* **What you have to do**
Repeat the lines of the listing below exactly, starting at the line that contains "red canopy — bbox?" and running through the last line, both included, and only those.

* **Data provided**
⁂

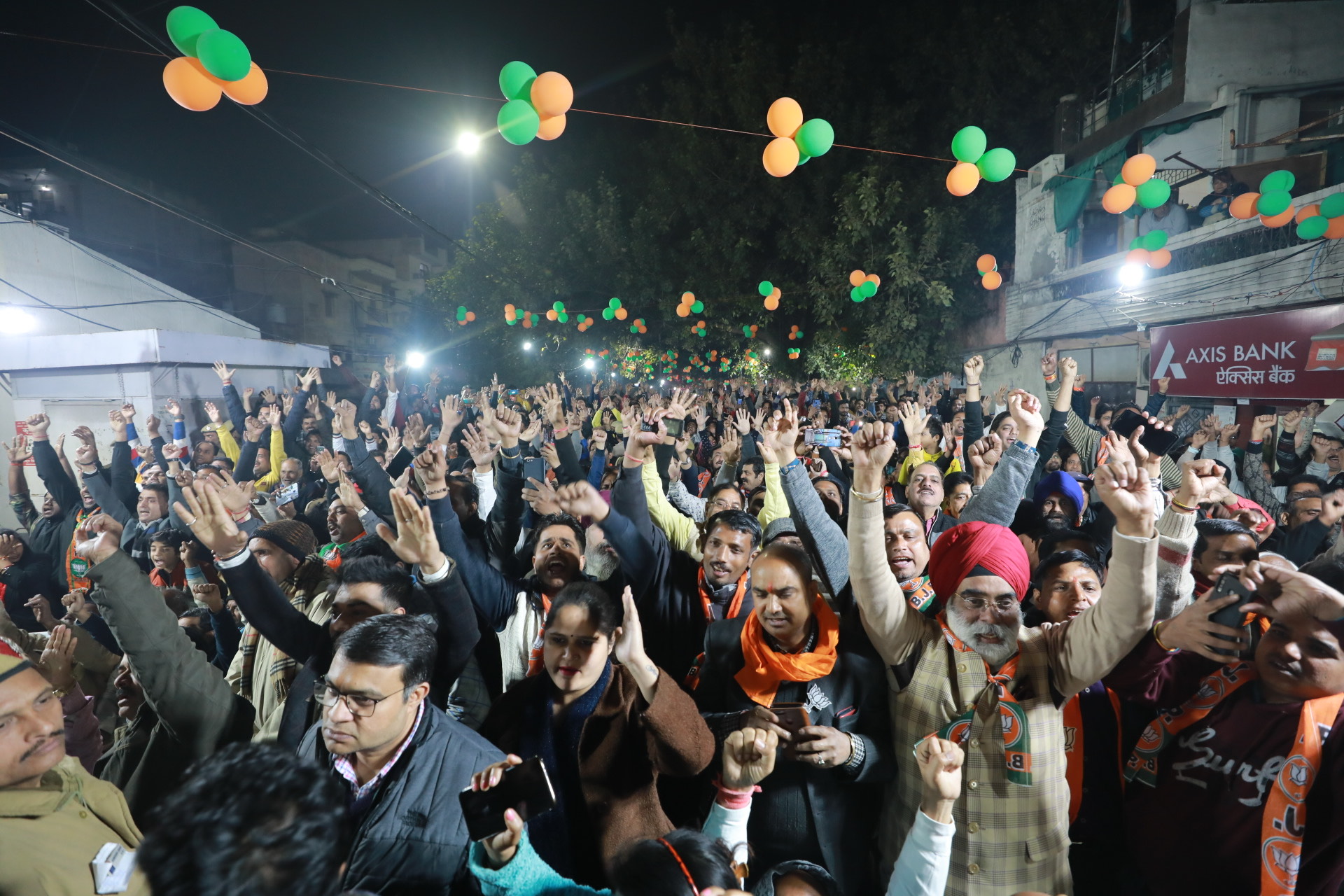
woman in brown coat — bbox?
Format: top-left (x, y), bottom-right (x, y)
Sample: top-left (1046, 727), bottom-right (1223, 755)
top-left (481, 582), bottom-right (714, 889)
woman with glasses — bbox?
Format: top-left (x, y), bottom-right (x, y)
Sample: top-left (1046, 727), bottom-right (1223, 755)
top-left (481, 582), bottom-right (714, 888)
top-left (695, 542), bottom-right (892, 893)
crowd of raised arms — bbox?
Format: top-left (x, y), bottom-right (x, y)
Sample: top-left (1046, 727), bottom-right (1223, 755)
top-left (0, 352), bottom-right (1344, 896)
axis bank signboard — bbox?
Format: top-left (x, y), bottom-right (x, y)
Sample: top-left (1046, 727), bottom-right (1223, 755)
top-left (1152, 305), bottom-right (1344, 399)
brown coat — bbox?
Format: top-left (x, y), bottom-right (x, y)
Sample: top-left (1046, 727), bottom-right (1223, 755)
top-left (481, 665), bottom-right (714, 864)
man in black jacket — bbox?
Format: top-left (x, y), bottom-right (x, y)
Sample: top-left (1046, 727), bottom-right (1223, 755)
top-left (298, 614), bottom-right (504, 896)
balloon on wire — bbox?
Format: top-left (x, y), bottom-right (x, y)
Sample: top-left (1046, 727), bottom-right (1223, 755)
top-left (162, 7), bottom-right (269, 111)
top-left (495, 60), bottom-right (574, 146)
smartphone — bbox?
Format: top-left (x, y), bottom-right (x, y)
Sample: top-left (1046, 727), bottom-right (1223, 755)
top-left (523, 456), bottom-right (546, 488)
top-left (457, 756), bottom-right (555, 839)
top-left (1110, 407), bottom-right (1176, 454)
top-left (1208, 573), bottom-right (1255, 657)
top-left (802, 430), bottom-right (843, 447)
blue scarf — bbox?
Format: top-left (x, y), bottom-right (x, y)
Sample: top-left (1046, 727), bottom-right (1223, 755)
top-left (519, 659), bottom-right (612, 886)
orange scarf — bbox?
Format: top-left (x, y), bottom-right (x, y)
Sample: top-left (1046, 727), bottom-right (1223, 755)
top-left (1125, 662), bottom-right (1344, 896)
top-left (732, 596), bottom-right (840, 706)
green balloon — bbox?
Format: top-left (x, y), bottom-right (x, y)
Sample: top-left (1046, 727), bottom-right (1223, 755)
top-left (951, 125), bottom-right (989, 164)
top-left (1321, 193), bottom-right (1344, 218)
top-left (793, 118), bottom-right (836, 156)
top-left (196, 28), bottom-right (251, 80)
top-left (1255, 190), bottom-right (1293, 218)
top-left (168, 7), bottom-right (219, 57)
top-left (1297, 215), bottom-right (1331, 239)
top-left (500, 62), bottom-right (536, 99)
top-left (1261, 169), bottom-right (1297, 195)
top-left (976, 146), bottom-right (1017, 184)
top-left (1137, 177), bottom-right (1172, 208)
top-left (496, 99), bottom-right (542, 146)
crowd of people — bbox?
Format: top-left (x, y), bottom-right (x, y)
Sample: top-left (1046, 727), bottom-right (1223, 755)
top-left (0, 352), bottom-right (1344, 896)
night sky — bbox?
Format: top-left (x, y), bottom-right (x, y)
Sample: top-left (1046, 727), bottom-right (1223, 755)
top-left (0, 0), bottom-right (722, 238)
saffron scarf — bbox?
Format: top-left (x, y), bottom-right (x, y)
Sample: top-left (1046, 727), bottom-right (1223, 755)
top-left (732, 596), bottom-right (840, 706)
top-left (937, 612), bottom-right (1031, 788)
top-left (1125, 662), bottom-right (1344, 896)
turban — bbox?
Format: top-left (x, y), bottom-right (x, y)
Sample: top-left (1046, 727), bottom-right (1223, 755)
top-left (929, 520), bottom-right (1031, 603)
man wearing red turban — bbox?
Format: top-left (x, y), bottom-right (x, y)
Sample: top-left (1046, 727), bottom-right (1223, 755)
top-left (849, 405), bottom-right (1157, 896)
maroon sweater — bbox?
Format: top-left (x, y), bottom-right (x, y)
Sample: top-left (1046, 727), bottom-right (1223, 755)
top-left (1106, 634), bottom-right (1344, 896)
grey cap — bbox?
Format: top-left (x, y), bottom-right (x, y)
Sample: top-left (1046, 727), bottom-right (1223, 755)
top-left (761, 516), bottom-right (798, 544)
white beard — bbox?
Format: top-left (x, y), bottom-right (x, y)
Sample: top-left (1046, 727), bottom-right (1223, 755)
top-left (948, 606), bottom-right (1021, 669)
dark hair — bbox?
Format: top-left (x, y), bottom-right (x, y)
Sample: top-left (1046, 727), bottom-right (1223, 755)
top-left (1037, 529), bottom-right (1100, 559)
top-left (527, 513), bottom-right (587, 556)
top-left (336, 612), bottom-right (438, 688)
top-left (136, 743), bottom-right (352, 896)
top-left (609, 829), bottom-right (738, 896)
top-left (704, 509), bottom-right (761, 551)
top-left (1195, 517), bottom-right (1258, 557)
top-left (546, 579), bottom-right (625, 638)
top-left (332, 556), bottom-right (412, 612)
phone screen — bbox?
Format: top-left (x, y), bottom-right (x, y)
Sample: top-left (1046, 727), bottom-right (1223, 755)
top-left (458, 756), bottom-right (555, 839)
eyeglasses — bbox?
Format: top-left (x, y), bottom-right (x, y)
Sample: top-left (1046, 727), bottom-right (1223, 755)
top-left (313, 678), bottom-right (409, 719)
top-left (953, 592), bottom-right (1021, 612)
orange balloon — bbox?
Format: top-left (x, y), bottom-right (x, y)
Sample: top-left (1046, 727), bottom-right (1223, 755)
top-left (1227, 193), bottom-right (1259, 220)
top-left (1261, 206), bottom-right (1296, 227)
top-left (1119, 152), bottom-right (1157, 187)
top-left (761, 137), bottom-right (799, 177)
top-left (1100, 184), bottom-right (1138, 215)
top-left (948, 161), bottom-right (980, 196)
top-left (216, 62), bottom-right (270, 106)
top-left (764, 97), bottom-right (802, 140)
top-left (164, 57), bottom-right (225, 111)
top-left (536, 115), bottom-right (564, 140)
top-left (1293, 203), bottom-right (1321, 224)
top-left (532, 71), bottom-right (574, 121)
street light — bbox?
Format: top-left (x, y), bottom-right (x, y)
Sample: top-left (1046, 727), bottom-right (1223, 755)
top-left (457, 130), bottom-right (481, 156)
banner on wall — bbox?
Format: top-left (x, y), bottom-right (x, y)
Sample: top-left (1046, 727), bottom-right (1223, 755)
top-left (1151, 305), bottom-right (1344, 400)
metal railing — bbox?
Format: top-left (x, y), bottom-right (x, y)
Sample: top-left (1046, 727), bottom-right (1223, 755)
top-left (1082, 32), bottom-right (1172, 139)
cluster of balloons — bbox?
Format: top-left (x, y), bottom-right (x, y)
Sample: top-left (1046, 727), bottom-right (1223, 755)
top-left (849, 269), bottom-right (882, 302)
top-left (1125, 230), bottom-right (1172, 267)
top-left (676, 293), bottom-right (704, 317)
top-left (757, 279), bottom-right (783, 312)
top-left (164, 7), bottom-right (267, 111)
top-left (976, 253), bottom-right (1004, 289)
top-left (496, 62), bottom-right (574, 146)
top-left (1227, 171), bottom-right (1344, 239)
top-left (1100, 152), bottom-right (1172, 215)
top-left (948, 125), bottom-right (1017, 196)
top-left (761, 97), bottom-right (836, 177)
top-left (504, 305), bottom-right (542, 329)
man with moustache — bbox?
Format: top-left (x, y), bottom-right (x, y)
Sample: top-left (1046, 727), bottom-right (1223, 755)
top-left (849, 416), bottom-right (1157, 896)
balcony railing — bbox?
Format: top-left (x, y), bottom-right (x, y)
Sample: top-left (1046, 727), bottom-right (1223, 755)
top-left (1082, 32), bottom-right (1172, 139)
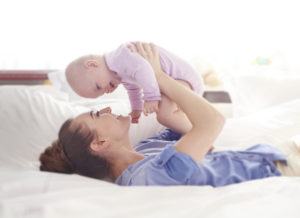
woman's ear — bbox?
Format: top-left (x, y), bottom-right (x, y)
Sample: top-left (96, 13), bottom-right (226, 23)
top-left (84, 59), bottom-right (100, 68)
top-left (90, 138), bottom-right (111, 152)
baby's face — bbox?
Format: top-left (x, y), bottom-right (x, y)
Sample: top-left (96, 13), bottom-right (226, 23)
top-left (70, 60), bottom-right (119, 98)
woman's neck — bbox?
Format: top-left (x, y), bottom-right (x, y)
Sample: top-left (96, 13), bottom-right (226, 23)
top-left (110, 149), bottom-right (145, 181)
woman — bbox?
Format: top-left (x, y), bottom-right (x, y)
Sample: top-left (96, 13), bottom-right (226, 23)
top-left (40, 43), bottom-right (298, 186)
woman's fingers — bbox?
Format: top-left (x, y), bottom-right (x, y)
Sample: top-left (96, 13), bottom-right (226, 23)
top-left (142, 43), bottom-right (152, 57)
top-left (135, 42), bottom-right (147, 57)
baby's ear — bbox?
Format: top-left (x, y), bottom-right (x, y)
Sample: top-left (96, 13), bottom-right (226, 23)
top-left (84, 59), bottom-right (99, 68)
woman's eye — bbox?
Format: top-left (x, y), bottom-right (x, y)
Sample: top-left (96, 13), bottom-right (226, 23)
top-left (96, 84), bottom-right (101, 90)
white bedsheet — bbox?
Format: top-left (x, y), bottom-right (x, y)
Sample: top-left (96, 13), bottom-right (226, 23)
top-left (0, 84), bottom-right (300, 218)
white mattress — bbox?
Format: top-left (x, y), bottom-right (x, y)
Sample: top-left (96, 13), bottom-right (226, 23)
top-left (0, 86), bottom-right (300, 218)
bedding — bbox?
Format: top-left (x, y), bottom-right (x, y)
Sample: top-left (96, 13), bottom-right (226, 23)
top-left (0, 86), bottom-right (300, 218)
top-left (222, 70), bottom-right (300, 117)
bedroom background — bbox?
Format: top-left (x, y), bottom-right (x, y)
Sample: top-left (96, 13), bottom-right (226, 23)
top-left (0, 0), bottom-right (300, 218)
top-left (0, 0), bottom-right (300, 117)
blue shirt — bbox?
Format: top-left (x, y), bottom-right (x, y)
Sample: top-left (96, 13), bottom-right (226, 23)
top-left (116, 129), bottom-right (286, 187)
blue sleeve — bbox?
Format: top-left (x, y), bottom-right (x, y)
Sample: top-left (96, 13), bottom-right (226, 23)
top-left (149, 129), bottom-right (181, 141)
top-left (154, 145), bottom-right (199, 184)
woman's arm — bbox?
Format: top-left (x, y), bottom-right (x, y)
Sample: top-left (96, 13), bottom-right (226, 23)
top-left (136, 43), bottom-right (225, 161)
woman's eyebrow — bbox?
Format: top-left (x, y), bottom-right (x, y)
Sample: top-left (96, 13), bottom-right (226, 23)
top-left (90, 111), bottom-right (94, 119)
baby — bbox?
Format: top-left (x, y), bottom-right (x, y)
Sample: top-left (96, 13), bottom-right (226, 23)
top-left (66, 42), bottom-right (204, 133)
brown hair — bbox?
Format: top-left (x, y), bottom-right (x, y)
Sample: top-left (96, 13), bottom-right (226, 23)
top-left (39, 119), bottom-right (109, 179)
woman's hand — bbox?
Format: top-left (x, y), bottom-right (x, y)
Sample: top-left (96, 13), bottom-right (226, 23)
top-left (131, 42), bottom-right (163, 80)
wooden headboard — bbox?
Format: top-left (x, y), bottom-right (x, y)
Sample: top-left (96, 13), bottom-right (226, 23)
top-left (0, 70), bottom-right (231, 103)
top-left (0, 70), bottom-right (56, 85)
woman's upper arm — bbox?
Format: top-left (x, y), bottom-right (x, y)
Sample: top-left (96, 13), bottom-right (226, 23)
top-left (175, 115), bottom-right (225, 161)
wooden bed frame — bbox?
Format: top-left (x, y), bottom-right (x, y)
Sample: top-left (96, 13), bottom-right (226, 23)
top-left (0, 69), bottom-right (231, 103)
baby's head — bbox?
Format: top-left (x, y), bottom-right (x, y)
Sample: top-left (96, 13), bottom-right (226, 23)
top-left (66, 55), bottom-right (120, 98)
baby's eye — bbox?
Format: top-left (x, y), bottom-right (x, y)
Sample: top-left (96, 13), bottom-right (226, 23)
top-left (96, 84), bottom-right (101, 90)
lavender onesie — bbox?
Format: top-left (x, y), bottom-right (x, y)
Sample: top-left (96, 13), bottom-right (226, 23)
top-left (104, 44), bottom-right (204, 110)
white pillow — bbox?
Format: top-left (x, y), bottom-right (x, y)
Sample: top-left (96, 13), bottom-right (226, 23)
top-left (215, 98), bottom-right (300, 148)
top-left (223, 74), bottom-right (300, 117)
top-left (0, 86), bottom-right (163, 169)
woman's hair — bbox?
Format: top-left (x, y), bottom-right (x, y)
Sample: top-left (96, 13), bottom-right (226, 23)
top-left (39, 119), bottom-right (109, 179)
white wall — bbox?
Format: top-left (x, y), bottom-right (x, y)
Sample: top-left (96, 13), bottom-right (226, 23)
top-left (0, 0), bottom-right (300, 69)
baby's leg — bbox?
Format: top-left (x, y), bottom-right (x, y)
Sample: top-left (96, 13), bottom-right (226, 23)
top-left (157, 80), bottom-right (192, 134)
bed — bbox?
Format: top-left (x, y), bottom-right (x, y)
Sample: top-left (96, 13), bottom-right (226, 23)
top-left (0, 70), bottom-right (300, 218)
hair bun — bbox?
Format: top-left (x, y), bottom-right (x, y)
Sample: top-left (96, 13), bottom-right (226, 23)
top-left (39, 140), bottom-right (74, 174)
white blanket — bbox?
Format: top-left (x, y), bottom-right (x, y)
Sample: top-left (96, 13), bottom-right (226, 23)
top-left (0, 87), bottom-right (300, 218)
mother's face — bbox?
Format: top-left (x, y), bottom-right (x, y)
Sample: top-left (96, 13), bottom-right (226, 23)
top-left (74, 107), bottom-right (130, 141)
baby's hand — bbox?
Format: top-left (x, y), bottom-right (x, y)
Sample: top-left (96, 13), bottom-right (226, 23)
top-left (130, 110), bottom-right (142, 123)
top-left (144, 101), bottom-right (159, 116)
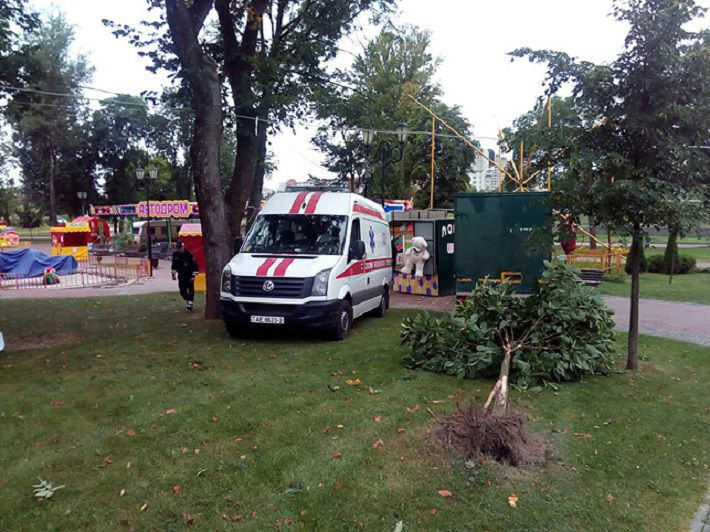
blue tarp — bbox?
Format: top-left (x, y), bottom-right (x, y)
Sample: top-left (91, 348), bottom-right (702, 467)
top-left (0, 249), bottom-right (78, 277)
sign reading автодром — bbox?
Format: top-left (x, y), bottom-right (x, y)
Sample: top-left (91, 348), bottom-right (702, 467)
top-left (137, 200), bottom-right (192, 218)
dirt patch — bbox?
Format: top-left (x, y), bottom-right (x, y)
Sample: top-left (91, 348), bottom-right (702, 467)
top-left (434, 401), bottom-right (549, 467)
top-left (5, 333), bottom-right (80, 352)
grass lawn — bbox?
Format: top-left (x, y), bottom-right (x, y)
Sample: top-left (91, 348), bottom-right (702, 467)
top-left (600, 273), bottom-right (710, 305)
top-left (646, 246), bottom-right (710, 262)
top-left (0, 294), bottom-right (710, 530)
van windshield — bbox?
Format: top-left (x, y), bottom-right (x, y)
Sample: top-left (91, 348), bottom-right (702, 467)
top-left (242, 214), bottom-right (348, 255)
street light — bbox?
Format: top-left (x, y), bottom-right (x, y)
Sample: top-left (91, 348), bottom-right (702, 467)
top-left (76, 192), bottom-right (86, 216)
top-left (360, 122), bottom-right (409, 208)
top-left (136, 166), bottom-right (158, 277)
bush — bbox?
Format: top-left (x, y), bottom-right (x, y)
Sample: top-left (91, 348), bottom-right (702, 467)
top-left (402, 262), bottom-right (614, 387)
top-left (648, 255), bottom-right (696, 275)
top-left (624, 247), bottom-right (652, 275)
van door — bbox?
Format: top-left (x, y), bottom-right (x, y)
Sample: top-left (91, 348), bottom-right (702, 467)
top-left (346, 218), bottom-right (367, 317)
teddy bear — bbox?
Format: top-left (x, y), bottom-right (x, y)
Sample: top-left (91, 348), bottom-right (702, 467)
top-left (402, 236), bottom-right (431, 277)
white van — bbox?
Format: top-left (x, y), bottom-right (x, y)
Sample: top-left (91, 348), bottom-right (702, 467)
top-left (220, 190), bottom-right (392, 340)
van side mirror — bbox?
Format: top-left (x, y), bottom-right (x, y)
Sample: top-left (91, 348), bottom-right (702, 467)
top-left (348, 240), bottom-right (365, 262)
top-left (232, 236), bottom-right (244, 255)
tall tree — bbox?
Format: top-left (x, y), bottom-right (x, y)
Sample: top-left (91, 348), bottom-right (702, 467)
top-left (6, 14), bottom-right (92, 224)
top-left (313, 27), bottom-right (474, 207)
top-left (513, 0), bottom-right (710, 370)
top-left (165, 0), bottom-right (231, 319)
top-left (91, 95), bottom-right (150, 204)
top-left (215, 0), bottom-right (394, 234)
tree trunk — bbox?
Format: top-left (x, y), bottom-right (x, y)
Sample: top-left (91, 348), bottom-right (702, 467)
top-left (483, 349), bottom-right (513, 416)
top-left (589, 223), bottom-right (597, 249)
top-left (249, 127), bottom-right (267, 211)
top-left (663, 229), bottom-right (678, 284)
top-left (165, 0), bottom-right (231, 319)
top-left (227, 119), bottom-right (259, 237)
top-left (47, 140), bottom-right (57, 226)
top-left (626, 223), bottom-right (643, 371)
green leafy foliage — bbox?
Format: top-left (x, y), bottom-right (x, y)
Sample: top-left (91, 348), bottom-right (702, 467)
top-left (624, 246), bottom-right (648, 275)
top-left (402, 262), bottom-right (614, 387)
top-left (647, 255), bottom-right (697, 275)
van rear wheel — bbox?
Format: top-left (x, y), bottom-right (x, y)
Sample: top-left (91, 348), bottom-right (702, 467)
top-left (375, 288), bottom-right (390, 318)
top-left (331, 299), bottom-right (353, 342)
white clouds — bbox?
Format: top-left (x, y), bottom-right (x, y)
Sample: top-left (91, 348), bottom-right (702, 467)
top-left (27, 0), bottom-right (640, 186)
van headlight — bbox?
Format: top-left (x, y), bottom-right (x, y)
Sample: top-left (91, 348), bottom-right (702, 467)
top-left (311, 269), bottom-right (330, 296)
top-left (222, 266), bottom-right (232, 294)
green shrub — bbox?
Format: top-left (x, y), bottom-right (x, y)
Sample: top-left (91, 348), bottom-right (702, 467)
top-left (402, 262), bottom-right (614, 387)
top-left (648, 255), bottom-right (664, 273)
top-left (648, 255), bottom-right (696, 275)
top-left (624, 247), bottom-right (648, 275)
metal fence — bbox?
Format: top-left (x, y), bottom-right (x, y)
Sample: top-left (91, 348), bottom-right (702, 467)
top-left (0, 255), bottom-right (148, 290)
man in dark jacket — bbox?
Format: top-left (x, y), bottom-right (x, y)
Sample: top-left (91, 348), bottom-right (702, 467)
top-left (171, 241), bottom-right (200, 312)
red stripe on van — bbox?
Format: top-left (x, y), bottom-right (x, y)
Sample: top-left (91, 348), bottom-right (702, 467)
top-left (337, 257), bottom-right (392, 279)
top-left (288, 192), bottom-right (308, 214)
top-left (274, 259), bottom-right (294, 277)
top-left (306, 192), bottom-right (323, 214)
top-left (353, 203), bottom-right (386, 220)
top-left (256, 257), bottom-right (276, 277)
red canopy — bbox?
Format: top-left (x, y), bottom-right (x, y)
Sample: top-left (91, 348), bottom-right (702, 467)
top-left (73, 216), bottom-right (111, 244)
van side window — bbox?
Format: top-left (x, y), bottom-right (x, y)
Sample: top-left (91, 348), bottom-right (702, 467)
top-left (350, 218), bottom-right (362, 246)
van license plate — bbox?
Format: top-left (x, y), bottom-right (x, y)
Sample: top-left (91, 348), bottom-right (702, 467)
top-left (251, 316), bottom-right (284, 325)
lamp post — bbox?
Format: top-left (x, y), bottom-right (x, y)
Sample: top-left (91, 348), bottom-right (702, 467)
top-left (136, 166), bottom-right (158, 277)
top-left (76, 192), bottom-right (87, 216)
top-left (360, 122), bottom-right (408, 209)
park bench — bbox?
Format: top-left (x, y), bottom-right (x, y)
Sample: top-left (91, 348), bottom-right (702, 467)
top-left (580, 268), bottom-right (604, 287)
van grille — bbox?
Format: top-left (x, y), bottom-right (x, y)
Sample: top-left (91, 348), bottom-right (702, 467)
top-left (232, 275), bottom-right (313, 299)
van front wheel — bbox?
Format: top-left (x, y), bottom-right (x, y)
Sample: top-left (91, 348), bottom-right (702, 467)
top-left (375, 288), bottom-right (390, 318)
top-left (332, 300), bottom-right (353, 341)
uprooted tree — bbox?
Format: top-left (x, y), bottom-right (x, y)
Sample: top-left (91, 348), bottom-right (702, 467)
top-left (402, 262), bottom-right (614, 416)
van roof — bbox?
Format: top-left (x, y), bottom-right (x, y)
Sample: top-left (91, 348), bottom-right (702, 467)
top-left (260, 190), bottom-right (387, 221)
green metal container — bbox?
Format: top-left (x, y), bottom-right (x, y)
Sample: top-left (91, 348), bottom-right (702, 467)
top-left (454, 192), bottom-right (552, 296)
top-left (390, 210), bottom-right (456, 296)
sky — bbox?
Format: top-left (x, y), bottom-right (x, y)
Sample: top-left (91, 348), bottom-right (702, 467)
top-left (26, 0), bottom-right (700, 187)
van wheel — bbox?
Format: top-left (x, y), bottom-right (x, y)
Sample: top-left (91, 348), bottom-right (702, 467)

⁂

* **Exercise result**
red canopy — bbox?
Format: top-left (x, y), bottom-right (x, y)
Sample: top-left (91, 348), bottom-right (702, 467)
top-left (73, 216), bottom-right (111, 244)
van side window — bbox?
Format: top-left (x, y), bottom-right (x, y)
Sample: top-left (91, 348), bottom-right (702, 467)
top-left (350, 218), bottom-right (362, 246)
van license plate — bbox?
Format: top-left (x, y), bottom-right (x, y)
Sample: top-left (91, 348), bottom-right (702, 467)
top-left (251, 316), bottom-right (284, 325)
lamp post — bbox?
Format: top-left (x, y), bottom-right (x, y)
Sample: top-left (91, 348), bottom-right (702, 467)
top-left (136, 166), bottom-right (158, 277)
top-left (76, 192), bottom-right (87, 216)
top-left (360, 122), bottom-right (408, 209)
park bench — bbox?
Format: top-left (x, y), bottom-right (x, y)
Sample: top-left (91, 348), bottom-right (702, 467)
top-left (580, 268), bottom-right (604, 287)
van grille — bbox?
Format: top-left (x, y), bottom-right (x, y)
Sample: top-left (91, 348), bottom-right (702, 467)
top-left (232, 275), bottom-right (313, 299)
van front wheel — bbox?
Format: top-left (x, y), bottom-right (x, y)
Sample: top-left (91, 348), bottom-right (702, 467)
top-left (375, 288), bottom-right (390, 318)
top-left (332, 300), bottom-right (353, 341)
uprooted tree — bbox?
Format: top-left (x, y), bottom-right (x, y)
Sample: top-left (91, 348), bottom-right (702, 467)
top-left (402, 262), bottom-right (614, 416)
van roof — bbox?
Format: top-left (x, y), bottom-right (x, y)
Sample: top-left (91, 348), bottom-right (702, 467)
top-left (260, 190), bottom-right (387, 221)
green metal container — bbox?
Format: top-left (x, y), bottom-right (x, y)
Sample: top-left (91, 348), bottom-right (702, 467)
top-left (454, 192), bottom-right (552, 296)
top-left (390, 210), bottom-right (456, 296)
sky — bbox?
Format: top-left (x, y), bottom-right (x, y)
Sample: top-left (91, 348), bottom-right (702, 467)
top-left (26, 0), bottom-right (700, 187)
van wheel — bbox?
Format: top-left (x, y), bottom-right (x, y)
Sample: top-left (91, 348), bottom-right (702, 467)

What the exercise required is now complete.